-- BEGIN DATA EXCERPTS --
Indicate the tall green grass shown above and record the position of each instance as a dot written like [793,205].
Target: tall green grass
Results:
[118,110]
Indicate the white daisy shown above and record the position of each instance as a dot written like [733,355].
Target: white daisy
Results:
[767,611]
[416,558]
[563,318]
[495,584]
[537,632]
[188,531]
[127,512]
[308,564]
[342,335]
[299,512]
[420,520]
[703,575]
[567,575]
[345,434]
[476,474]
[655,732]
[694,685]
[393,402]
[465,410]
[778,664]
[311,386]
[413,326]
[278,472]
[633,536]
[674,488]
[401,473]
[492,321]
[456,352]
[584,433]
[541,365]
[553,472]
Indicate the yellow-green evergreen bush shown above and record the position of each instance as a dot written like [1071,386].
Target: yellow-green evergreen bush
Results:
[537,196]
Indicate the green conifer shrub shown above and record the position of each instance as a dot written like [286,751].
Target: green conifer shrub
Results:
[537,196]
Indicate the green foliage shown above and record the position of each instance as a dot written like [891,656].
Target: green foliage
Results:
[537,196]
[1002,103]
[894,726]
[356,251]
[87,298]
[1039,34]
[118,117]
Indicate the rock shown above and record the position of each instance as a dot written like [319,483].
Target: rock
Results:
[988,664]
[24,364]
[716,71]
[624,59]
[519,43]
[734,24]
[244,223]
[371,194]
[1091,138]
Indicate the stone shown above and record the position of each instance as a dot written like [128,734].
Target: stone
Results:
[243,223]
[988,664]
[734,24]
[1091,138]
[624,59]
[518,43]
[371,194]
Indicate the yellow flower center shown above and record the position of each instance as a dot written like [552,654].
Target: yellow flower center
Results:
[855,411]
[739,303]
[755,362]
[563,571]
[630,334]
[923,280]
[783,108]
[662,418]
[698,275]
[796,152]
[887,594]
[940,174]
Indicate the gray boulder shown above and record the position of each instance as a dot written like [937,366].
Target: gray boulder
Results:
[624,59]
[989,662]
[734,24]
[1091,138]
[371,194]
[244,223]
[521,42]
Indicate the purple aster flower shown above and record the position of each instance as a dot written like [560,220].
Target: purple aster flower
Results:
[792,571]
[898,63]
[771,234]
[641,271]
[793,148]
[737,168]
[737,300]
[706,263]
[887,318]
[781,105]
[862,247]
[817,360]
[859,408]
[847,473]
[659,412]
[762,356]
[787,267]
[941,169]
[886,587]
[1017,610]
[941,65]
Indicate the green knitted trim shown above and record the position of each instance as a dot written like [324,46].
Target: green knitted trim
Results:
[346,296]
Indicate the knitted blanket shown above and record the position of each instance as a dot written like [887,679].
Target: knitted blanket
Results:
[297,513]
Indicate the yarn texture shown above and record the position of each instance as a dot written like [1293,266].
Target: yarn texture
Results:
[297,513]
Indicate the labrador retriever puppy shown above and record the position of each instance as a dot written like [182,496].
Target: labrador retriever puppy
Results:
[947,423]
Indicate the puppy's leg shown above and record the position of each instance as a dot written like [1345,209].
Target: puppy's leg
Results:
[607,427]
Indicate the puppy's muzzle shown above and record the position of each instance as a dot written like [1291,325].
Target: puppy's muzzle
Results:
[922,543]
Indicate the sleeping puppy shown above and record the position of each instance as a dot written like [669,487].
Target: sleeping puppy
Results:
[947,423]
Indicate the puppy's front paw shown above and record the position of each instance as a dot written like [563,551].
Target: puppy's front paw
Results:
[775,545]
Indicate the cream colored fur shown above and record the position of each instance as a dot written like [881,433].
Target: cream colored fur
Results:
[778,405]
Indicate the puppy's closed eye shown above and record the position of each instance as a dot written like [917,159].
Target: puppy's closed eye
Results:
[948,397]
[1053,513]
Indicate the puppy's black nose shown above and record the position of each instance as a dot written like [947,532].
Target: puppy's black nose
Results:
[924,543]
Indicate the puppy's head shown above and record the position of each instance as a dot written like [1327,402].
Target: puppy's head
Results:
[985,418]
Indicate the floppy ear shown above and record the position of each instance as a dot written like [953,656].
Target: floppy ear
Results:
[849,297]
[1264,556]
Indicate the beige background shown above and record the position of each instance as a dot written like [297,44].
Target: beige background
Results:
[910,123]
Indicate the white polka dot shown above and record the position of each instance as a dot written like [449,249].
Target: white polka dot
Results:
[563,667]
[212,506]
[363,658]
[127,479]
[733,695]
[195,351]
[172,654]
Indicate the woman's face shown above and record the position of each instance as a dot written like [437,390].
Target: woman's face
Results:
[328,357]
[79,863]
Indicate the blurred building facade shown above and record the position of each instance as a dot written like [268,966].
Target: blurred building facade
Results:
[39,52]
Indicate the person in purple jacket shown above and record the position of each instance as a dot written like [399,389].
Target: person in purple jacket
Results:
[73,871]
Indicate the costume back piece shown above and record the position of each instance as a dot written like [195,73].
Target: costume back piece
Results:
-- END DATA EXCERPTS --
Arrange every line of the material above into a numbered list, omitting any blank lines.

ANSWER TO THIS EXERCISE:
1. Indicate the tall green grass shown above and record the position of each instance as a dot written like [793,205].
2. Target: tall green grass
3. Results:
4. [118,110]
5. Indicate the white daisy shown above and record the position of each instance as a dot written like [733,355].
6. Target: white daisy
7. Results:
8. [767,611]
9. [416,558]
10. [563,318]
11. [495,584]
12. [537,632]
13. [188,531]
14. [127,512]
15. [308,564]
16. [342,335]
17. [299,512]
18. [420,520]
19. [703,575]
20. [567,575]
21. [345,434]
22. [476,474]
23. [655,732]
24. [694,685]
25. [393,402]
26. [465,410]
27. [778,664]
28. [311,386]
29. [413,326]
30. [278,472]
31. [633,536]
32. [674,488]
33. [401,473]
34. [492,321]
35. [456,352]
36. [584,433]
37. [541,365]
38. [553,472]
39. Indicate the yellow-green evergreen bush shown above and record the position of each instance as a dot written like [1071,386].
40. Target: yellow-green evergreen bush
41. Results:
42. [537,196]
43. Indicate the green conifer shrub shown above and record the position of each instance as a dot written like [286,751].
44. Target: green conifer shrub
45. Results:
46. [537,196]
47. Indicate the green foliage shown above and record the position of each instance as a dot written like [891,656].
48. Target: green foliage
49. Results:
50. [537,196]
51. [1002,103]
52. [894,726]
53. [356,251]
54. [87,298]
55. [1039,34]
56. [118,117]
57. Indicate the rock shown above and record the position of each instance as a dot written like [319,483].
58. Target: rock
59. Results:
60. [988,664]
61. [24,364]
62. [716,71]
63. [624,59]
64. [519,43]
65. [734,24]
66. [244,223]
67. [371,194]
68. [1091,138]
69. Indicate the stone shown above and record the position of each instance as a dot written like [128,734].
70. Target: stone
71. Results:
72. [243,223]
73. [988,664]
74. [734,24]
75. [1091,138]
76. [624,59]
77. [518,43]
78. [371,194]
79. Indicate the yellow flower center shown above and record the position of each instance as a dot written like [552,654].
80. Target: yellow flower center
81. Results:
82. [855,411]
83. [739,303]
84. [755,362]
85. [563,571]
86. [630,334]
87. [923,280]
88. [783,108]
89. [662,418]
90. [698,275]
91. [796,152]
92. [887,594]
93. [940,174]
94. Indicate the gray boulder shown above and record the position of each instance as a dot written like [937,366].
95. Target: gray boulder
96. Results:
97. [624,59]
98. [989,662]
99. [734,24]
100. [1091,138]
101. [371,194]
102. [244,223]
103. [521,42]
104. Indicate the purple aster flower shown above and record the position of each instance as a dot written like [560,220].
105. Target: purple aster flower
106. Results:
107. [792,571]
108. [898,63]
109. [771,234]
110. [641,271]
111. [793,148]
112. [737,168]
113. [737,300]
114. [706,263]
115. [887,318]
116. [781,105]
117. [862,247]
118. [817,360]
119. [859,408]
120. [847,473]
121. [659,412]
122. [762,356]
123. [787,267]
124. [941,169]
125. [886,587]
126. [1017,610]
127. [941,65]
128. Indicate the green knitted trim shown above and record the position of each instance as a dot written like [324,46].
129. Target: green knitted trim
130. Results:
131. [346,296]
132. Indicate the knitted blanket shown above and record the position of each instance as a dot written like [887,679].
133. Target: knitted blanket
134. Results:
135. [297,513]
136. Indicate the yarn texture shown above and record the position of each instance as a dot written like [1293,266].
137. Target: yarn texture
138. Results:
139. [297,513]
140. Indicate the labrador retriever puppy shown above and record the position of each instance as a dot written like [182,496].
141. Target: labrador retriever puppy
142. Results:
143. [947,423]
144. Indicate the puppy's leg shown above and record the position of each instance as a dot written like [1345,209].
145. Target: puppy's leg
146. Results:
147. [607,427]
148. Indicate the puppy's muzzle shown above and record the position of each instance as a dot written like [1291,325].
149. Target: puppy's muzzle
150. Results:
151. [922,543]
152. Indicate the sleeping puppy shown above and record the position of each instance as a dot written like [669,487].
153. Target: sleeping puppy
154. Results:
155. [947,423]
156. Indicate the puppy's front paw shown above and record the position of each instance as a dot written like [563,551].
157. Target: puppy's front paw
158. Results:
159. [775,545]
160. Indicate the cream colored fur shown above and record the position of each instance as a dot written like [881,433].
161. Target: cream colored fur
162. Results:
163. [778,405]
164. Indicate the puppy's closed eye shown above and record the position of each instance as a dot written like [917,159].
165. Target: puppy's closed eye
166. Results:
167. [948,397]
168. [1053,513]
169. Indicate the puppy's black nose shown above and record the position of each instance as a dot written like [947,532].
170. Target: puppy's black nose
171. Results:
172. [924,543]
173. Indicate the puppy's head shown above and record the position of each instance as a dot written like [1327,402].
174. Target: puppy's head
175. Results:
176. [985,418]
177. Indicate the floppy ear shown above and record the position of each instance as a dot written like [953,656].
178. Target: floppy ear
179. Results:
180. [849,297]
181. [1264,556]
182. Indicate the beige background shown above and record the position of each instance as a dot written like [297,44].
183. Target: beige background
184. Results:
185. [910,123]
186. Indicate the white polka dot shown above and record the position of each instance as a dot written like [449,249].
187. Target: white polka dot
188. Results:
189. [563,667]
190. [212,506]
191. [363,658]
192. [127,479]
193. [733,695]
194. [195,351]
195. [172,654]
196. Indicate the woman's face shown above and record the position of each instance as a dot written like [437,390].
197. Target: woman's face
198. Results:
199. [328,357]
200. [79,863]
201. Indicate the blurred building facade shown above and record the position of each instance as a dot written like [268,966].
202. Target: blurred building facade
203. Results:
204. [39,52]
205. Indicate the person in purple jacket shown above and record the position of each instance as a dot written like [399,389].
206. Target: person in purple jacket
207. Results:
208. [73,871]
209. Indicate the costume back piece shown above and record the position of each instance as a dot written like [195,73].
210. Target: costume back piece
211. Results:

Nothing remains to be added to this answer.